## Exercise set
1. According to the Dubai property market passage, how many real estate transactions did Dubai record in the third quarter?
2. Rewrite the section of the Dubai property market passage that begins with "The total value of properties" and stops after "48 per cent.", changing "secondary market" to "resale market".
3. Using the Dubai property market passage, explain what drove the 54 per cent increase in the total value of villa and townhouse sales.
┌─ Supplied passage
The Dubai real estate market recorded 28,249 transactions in the third quarter. This was a 4 per cent increase versus the second quarter and 23 per cent higher than the same period in 2022. This was entirely driven by 34 per cent growth in villa and townhouse transactions, with apartment transactions contracting by 4 per cent.
“The Dubai real estate market continued to go from strength to strength, with a busy summer period resulting in record transaction volumes, up 22 per cent year on year. Property prices rose in many key communities, resulting in a 49 per cent increase in the total value of transactions. Alongside ongoing growth in the real estate market, the announcement of major infrastructure projects, like the relaunch of Palm Jebel Ali and the expansion of Hessa Street, showed Dubai’s commitment to achieving its 2040 plans,” Richard Waind, chief executive officer of Betterhomes, said.
The total value of properties sold in Q3 was Dh79.3 billion. This was a 13 per cent increase compared to Q2 2023 and 49 per cent higher than Q3 2022. The total value of apartment sales decreased by 15 per cent in the secondary market and 6 per cent in the off-plan segment, leading to a 9 per cent overall drop. In comparison, the total value of villa and townhouse sales increased by 54 per cent. This was driven primarily by a 55 per cent increase in the value of secondary market sales, which accounted for over 80 per cent of the villa market, with off-plan villa transactions increasing by 48 per cent.
└─
┌─ Entries provided
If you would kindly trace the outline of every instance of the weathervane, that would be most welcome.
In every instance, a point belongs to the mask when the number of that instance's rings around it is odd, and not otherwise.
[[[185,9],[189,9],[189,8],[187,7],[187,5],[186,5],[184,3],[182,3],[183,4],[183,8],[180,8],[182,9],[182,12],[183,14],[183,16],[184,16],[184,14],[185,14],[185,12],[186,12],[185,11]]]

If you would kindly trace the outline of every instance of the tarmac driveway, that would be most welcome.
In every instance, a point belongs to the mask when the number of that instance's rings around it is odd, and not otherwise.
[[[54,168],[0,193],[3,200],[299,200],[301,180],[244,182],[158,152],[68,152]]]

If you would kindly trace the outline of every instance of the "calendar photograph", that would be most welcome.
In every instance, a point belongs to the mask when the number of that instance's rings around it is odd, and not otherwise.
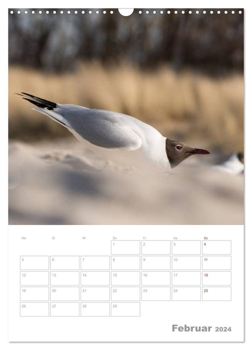
[[[8,62],[9,224],[244,224],[242,9],[10,8]]]

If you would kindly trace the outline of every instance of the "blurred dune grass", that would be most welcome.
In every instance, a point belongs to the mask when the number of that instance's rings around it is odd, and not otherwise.
[[[204,140],[224,152],[243,149],[244,79],[213,78],[168,66],[142,70],[126,64],[81,63],[56,74],[10,66],[9,136],[28,142],[69,136],[14,92],[27,92],[58,103],[124,113],[151,124],[164,136]]]

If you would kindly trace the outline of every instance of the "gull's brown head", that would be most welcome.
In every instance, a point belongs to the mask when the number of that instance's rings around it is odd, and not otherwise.
[[[166,150],[167,158],[172,168],[192,154],[210,154],[210,152],[202,148],[195,148],[182,142],[166,139]]]

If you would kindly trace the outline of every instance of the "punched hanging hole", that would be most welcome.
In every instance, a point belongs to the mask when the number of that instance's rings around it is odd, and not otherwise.
[[[134,11],[134,8],[118,8],[118,12],[122,16],[130,16]]]

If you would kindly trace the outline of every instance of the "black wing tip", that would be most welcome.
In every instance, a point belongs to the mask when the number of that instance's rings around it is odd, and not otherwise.
[[[31,94],[28,94],[28,92],[21,92],[21,94],[18,94],[17,92],[14,92],[16,94],[22,96],[24,100],[26,100],[29,102],[33,103],[34,102],[38,104],[36,104],[38,106],[41,106],[42,108],[47,108],[48,110],[52,110],[54,108],[56,108],[57,104],[55,102],[52,102],[52,101],[49,101],[48,100],[45,100],[44,98],[42,98],[40,97],[38,97],[37,96],[34,96],[32,95]],[[30,98],[30,99],[27,98],[27,96]],[[39,106],[38,104],[40,104]],[[34,103],[34,104],[36,104]]]

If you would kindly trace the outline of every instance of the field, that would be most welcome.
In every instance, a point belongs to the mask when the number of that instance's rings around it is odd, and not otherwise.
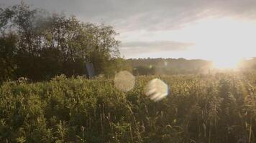
[[[256,142],[256,72],[158,77],[170,94],[153,102],[138,77],[24,80],[0,88],[0,142]]]

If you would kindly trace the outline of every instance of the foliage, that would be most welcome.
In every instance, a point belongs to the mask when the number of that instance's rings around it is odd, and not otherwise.
[[[119,41],[111,26],[50,14],[24,3],[0,9],[0,82],[83,75],[86,62],[93,64],[97,74],[106,74],[117,64],[113,62],[119,56]]]
[[[112,79],[56,77],[0,88],[0,142],[255,142],[256,74],[163,76],[153,102],[137,77],[127,93]]]

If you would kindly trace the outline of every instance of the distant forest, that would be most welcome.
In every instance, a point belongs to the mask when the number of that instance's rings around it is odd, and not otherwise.
[[[212,72],[212,63],[201,59],[124,59],[117,34],[111,26],[84,23],[23,2],[0,8],[0,82],[20,77],[39,82],[60,74],[84,76],[86,63],[93,64],[96,75],[106,77],[121,70],[134,75]],[[244,60],[240,68],[256,69],[256,58]]]
[[[132,66],[135,75],[209,74],[216,72],[212,67],[212,61],[203,59],[147,58],[129,59],[127,61]],[[256,58],[242,61],[239,69],[256,69]]]

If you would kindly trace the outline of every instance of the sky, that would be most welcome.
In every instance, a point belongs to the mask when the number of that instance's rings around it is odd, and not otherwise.
[[[256,0],[24,0],[111,25],[124,58],[236,61],[256,56]],[[0,6],[20,3],[1,0]]]

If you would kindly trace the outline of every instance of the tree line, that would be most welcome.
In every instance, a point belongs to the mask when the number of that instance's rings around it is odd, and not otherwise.
[[[97,74],[113,74],[110,68],[123,61],[117,34],[110,26],[83,23],[22,2],[0,8],[0,81],[83,75],[86,62],[93,63]]]

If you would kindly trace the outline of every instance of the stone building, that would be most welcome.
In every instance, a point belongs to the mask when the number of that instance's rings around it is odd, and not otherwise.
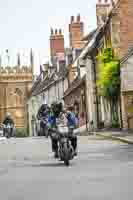
[[[19,60],[19,59],[18,59]],[[33,80],[33,54],[30,66],[0,67],[0,123],[10,112],[17,128],[27,128],[27,99]]]
[[[133,130],[133,49],[121,61],[123,128]]]

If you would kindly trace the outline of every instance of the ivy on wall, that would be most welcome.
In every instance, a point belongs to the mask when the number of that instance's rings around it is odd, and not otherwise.
[[[120,98],[120,60],[112,48],[106,48],[97,56],[99,74],[97,87],[99,95],[110,104],[112,124],[118,124],[118,102]]]

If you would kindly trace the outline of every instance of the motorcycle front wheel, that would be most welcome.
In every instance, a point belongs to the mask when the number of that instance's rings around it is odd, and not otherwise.
[[[69,152],[67,143],[64,144],[63,151],[64,151],[64,164],[66,166],[69,166],[70,165],[70,159],[69,159],[69,157],[70,157],[69,153],[70,152]]]

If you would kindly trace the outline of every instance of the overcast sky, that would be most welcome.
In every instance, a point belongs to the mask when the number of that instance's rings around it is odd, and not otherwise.
[[[32,47],[38,72],[39,54],[40,62],[48,60],[50,27],[64,30],[68,46],[70,16],[80,13],[88,32],[96,26],[95,4],[96,0],[0,0],[0,53]]]

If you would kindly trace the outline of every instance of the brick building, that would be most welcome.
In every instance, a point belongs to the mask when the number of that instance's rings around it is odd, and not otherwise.
[[[33,81],[33,55],[31,65],[0,67],[0,123],[10,112],[17,128],[28,127],[27,99]]]

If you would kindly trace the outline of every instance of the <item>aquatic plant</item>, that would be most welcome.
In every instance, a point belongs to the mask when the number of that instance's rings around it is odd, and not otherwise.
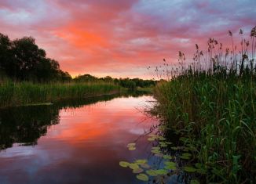
[[[199,161],[197,167],[184,170],[202,168],[207,182],[256,181],[255,30],[251,31],[251,41],[240,31],[240,52],[230,31],[231,49],[210,38],[206,52],[196,45],[192,62],[187,65],[180,52],[179,67],[168,64],[170,69],[161,74],[166,81],[155,89],[158,103],[153,111],[166,128],[177,130]],[[170,136],[166,131],[165,137]],[[182,154],[181,159],[190,161],[190,157]]]

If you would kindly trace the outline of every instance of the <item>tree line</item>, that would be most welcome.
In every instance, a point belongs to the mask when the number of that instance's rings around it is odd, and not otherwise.
[[[35,82],[75,81],[75,82],[113,82],[124,88],[135,89],[155,85],[152,80],[140,78],[97,78],[90,74],[79,75],[74,79],[68,72],[60,69],[59,63],[46,57],[46,52],[40,49],[32,37],[10,40],[0,33],[0,76],[15,81]]]
[[[35,38],[24,37],[12,41],[1,33],[0,74],[16,81],[40,82],[71,79],[68,72],[60,69],[57,61],[46,57]]]
[[[97,78],[90,74],[79,75],[74,78],[76,82],[94,82],[94,81],[105,81],[114,82],[116,85],[130,89],[135,89],[137,87],[147,88],[155,85],[156,81],[153,80],[143,80],[141,78],[112,78],[110,76],[104,78]]]

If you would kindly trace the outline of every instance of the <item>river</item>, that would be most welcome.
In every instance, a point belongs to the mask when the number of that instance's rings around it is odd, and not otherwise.
[[[144,183],[120,161],[148,157],[152,98],[99,97],[0,110],[0,183]],[[136,142],[140,149],[127,150]]]

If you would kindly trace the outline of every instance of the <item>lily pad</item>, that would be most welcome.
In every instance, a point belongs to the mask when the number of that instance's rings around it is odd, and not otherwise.
[[[155,154],[155,157],[163,157],[163,153],[156,153]]]
[[[138,159],[138,160],[135,161],[135,164],[146,164],[147,162],[148,162],[148,161],[145,159]]]
[[[134,147],[135,146],[136,146],[136,143],[134,143],[127,144],[127,147]]]
[[[148,170],[146,171],[146,173],[148,175],[151,175],[151,176],[157,176],[158,174],[156,173],[155,170]]]
[[[176,163],[175,162],[166,161],[166,162],[164,162],[164,164],[166,165],[164,167],[166,169],[172,169],[172,170],[176,169]]]
[[[156,150],[151,150],[151,152],[153,153],[155,153],[155,154],[161,153],[161,151]]]
[[[168,171],[165,169],[158,169],[155,170],[155,172],[159,175],[166,175],[168,174]]]
[[[150,165],[148,164],[141,164],[141,167],[143,168],[150,168]]]
[[[128,150],[133,151],[136,150],[136,147],[128,147]]]
[[[183,170],[187,171],[187,172],[195,172],[195,171],[196,171],[196,169],[195,168],[189,167],[189,166],[184,167]]]
[[[190,159],[190,157],[185,157],[185,156],[180,156],[180,158],[181,158],[181,159],[184,159],[184,160],[189,160]]]
[[[148,141],[155,141],[155,139],[153,137],[148,138]]]
[[[129,164],[129,168],[130,168],[133,170],[136,170],[138,169],[140,167],[137,164],[132,163]]]
[[[192,179],[191,180],[190,184],[200,184],[200,182],[196,179]]]
[[[165,138],[163,137],[163,136],[159,136],[159,139],[160,141],[165,141],[166,139],[165,139]]]
[[[148,176],[146,175],[145,174],[139,174],[136,175],[136,178],[141,180],[141,181],[144,181],[147,182],[148,181]]]
[[[170,155],[166,155],[166,154],[163,155],[163,157],[164,159],[173,159],[173,158],[174,158],[172,156],[170,156]]]
[[[138,173],[141,173],[141,172],[143,172],[143,169],[141,168],[133,170],[133,173],[138,174]]]
[[[120,161],[119,165],[123,168],[127,168],[130,164],[126,161]]]
[[[152,150],[159,150],[161,148],[159,146],[153,146]]]

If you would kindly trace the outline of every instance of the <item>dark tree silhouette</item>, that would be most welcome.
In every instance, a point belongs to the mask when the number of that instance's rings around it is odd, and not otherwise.
[[[0,74],[19,81],[68,81],[68,72],[60,69],[59,63],[46,57],[46,51],[38,48],[35,38],[24,37],[10,41],[0,34]]]

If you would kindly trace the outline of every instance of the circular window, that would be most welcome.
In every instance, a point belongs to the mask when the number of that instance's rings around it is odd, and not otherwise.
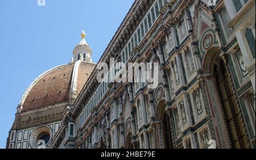
[[[33,149],[46,148],[50,142],[51,130],[47,126],[35,129],[30,138],[30,145]]]
[[[37,141],[39,142],[43,140],[47,144],[49,142],[50,138],[51,136],[48,132],[43,132],[38,135]]]

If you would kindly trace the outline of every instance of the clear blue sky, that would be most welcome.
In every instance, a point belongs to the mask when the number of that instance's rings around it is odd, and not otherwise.
[[[31,83],[69,62],[82,30],[98,62],[134,0],[37,1],[0,1],[0,148]]]

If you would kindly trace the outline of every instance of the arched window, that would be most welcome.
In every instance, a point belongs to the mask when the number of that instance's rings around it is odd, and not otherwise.
[[[79,54],[78,56],[77,56],[77,60],[80,60],[80,54]]]
[[[247,2],[248,0],[233,0],[236,11],[238,12]]]
[[[246,28],[245,37],[246,37],[246,40],[250,47],[253,57],[255,58],[255,37],[253,36],[253,33],[251,29]]]
[[[84,57],[84,61],[85,61],[85,60],[86,60],[85,53],[84,53],[83,57]]]

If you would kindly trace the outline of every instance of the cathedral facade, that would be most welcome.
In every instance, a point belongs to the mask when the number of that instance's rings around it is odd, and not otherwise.
[[[129,63],[156,64],[156,87],[142,78],[99,82],[83,32],[71,63],[25,92],[6,148],[255,148],[255,7],[135,0],[99,62],[124,63],[114,75],[130,79],[143,70]]]

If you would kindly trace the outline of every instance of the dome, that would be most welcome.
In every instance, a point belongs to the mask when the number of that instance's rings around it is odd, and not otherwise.
[[[80,93],[95,65],[78,61],[45,72],[24,94],[20,103],[21,112],[68,102],[70,92]]]

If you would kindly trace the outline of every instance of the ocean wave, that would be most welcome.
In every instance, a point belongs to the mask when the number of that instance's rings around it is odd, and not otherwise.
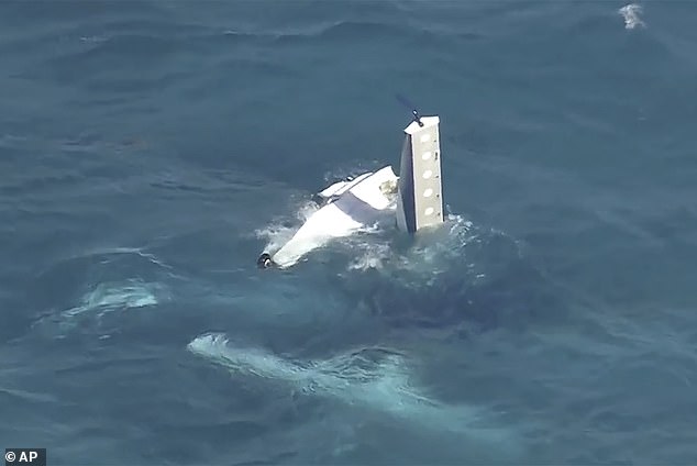
[[[487,425],[485,409],[444,404],[420,389],[409,356],[381,347],[339,353],[327,359],[295,360],[253,346],[239,345],[224,333],[202,334],[187,350],[230,370],[289,385],[306,396],[329,397],[356,409],[373,409],[413,426],[451,432],[479,442],[515,447],[511,429]]]
[[[643,9],[640,4],[629,3],[617,11],[624,19],[624,29],[633,30],[645,26],[641,19]]]

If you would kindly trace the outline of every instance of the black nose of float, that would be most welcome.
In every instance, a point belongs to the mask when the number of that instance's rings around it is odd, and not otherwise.
[[[269,268],[272,265],[274,265],[274,262],[272,260],[272,256],[268,253],[264,253],[259,256],[258,259],[256,259],[256,265],[259,268]]]

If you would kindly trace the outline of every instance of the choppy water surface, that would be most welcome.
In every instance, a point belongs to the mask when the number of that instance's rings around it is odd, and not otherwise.
[[[697,3],[4,2],[0,443],[694,464]],[[257,270],[441,118],[450,218]]]

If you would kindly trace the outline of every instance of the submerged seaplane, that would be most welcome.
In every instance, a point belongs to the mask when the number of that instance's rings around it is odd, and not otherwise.
[[[443,223],[440,119],[421,116],[409,107],[413,120],[403,130],[399,176],[388,165],[318,192],[319,209],[278,251],[258,257],[261,268],[292,266],[312,249],[374,225],[386,213],[394,214],[397,228],[409,234]]]

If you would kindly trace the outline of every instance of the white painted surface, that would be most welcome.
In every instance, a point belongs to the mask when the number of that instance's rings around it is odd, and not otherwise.
[[[397,182],[391,166],[364,174],[335,189],[333,187],[340,184],[334,184],[322,191],[340,193],[340,197],[310,215],[290,241],[273,255],[274,263],[279,267],[291,266],[332,238],[348,236],[373,225],[380,213],[394,210],[394,197],[380,190],[386,181]]]

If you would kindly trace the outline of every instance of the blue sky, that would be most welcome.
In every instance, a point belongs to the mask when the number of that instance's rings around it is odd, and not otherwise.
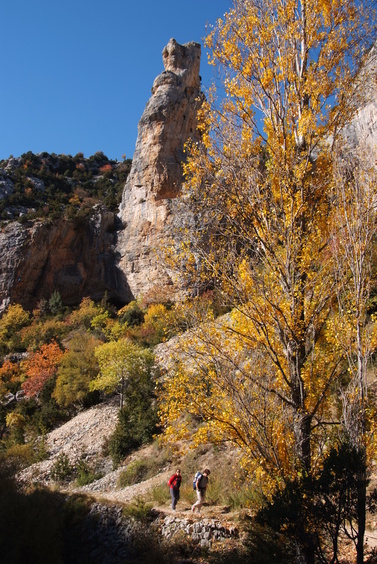
[[[0,159],[132,158],[171,37],[202,43],[231,0],[2,0]],[[202,51],[203,87],[214,73]]]

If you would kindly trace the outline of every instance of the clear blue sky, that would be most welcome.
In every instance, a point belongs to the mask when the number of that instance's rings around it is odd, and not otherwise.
└─
## Responses by item number
1. 28,249 transactions.

2.
The total value of properties sold in Q3 was Dh79.3 billion. This was a 13 per cent increase compared to Q2 2023 and 49 per cent higher than Q3 2022. The total value of apartment sales decreased by 15 per cent in the resale market and 6 per cent in the off-plan segment, leading to a 9 per cent overall drop. In comparison, the total value of villa and townhouse sales increased by 54 per cent. This was driven primarily by a 55 per cent increase in the value of resale market sales, which accounted for over 80 per cent of the villa market, with off-plan villa transactions increasing by 48 per cent.

3. The rise came mainly from a 55 per cent increase in the value of secondary market sales, which made up over 80 per cent of the villa market. Off-plan villa transactions also increased by 48 per cent.